____ Information shown

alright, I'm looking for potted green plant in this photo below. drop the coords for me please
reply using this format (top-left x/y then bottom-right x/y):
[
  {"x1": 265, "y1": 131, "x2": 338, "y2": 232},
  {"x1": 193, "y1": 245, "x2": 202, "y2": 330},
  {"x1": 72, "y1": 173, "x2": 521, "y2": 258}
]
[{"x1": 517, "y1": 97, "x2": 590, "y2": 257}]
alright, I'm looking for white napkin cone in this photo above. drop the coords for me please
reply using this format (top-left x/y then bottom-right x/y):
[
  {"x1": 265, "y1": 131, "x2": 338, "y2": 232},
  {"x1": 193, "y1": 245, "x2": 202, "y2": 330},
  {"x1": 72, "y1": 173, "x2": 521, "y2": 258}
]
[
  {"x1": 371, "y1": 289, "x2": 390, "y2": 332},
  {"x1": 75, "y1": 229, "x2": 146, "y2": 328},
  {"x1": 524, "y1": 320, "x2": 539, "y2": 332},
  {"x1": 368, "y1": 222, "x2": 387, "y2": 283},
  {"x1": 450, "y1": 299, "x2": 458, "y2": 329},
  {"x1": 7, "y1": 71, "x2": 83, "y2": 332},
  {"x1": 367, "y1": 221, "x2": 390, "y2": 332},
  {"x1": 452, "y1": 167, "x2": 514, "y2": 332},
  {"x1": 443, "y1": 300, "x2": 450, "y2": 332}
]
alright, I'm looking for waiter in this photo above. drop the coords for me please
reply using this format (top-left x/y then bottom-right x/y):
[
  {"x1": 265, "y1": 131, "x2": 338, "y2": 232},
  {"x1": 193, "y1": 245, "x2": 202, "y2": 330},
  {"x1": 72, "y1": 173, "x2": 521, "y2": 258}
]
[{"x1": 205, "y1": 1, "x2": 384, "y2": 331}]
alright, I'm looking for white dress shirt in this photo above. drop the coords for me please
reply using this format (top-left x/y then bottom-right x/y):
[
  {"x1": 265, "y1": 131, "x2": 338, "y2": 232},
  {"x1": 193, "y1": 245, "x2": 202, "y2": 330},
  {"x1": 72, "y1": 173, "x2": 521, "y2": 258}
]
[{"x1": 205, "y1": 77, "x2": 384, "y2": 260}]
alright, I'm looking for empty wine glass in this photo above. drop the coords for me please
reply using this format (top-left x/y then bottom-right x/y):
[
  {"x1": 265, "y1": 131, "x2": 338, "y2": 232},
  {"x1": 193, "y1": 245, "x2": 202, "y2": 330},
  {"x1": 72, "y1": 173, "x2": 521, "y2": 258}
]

________

* Task prompt
Output each entry exactly as written, leaving none out.

* Completed task
alright, I'm looking for potted green plant in this photo below. drop the coords for me please
reply using this format (top-left x/y then bottom-right x/y):
[
  {"x1": 265, "y1": 131, "x2": 338, "y2": 232},
  {"x1": 193, "y1": 245, "x2": 202, "y2": 330},
  {"x1": 72, "y1": 173, "x2": 521, "y2": 258}
]
[{"x1": 517, "y1": 97, "x2": 590, "y2": 257}]
alright, I'm looking for white napkin cone in this photo above. drop the coords for me please
reply using this format (top-left x/y then bottom-right x/y):
[
  {"x1": 265, "y1": 131, "x2": 338, "y2": 232},
  {"x1": 193, "y1": 245, "x2": 202, "y2": 330},
  {"x1": 72, "y1": 173, "x2": 521, "y2": 258}
]
[
  {"x1": 371, "y1": 289, "x2": 390, "y2": 332},
  {"x1": 75, "y1": 229, "x2": 146, "y2": 328},
  {"x1": 524, "y1": 320, "x2": 539, "y2": 332},
  {"x1": 368, "y1": 222, "x2": 387, "y2": 283},
  {"x1": 450, "y1": 299, "x2": 458, "y2": 329},
  {"x1": 7, "y1": 71, "x2": 83, "y2": 332},
  {"x1": 367, "y1": 221, "x2": 390, "y2": 332},
  {"x1": 452, "y1": 167, "x2": 514, "y2": 332},
  {"x1": 443, "y1": 300, "x2": 450, "y2": 332}
]
alright, I'm looking for waiter in this photo above. drop the coords for me please
reply using this format (top-left x/y then bottom-right x/y):
[
  {"x1": 265, "y1": 131, "x2": 338, "y2": 232},
  {"x1": 193, "y1": 245, "x2": 202, "y2": 330},
  {"x1": 72, "y1": 173, "x2": 521, "y2": 258}
]
[{"x1": 205, "y1": 1, "x2": 384, "y2": 331}]
alright, I'm looking for white dress shirt in this photo above. drop the coords for me please
reply using this format (top-left x/y then bottom-right x/y):
[
  {"x1": 265, "y1": 131, "x2": 338, "y2": 232},
  {"x1": 193, "y1": 245, "x2": 202, "y2": 330},
  {"x1": 72, "y1": 173, "x2": 521, "y2": 258}
]
[{"x1": 205, "y1": 77, "x2": 384, "y2": 260}]
alright, I'm looking for empty wine glass in this photo above. drop the coords for me please
reply using this format (top-left x/y then bottom-right x/y):
[
  {"x1": 265, "y1": 131, "x2": 338, "y2": 232},
  {"x1": 193, "y1": 245, "x2": 202, "y2": 330},
  {"x1": 72, "y1": 173, "x2": 521, "y2": 258}
]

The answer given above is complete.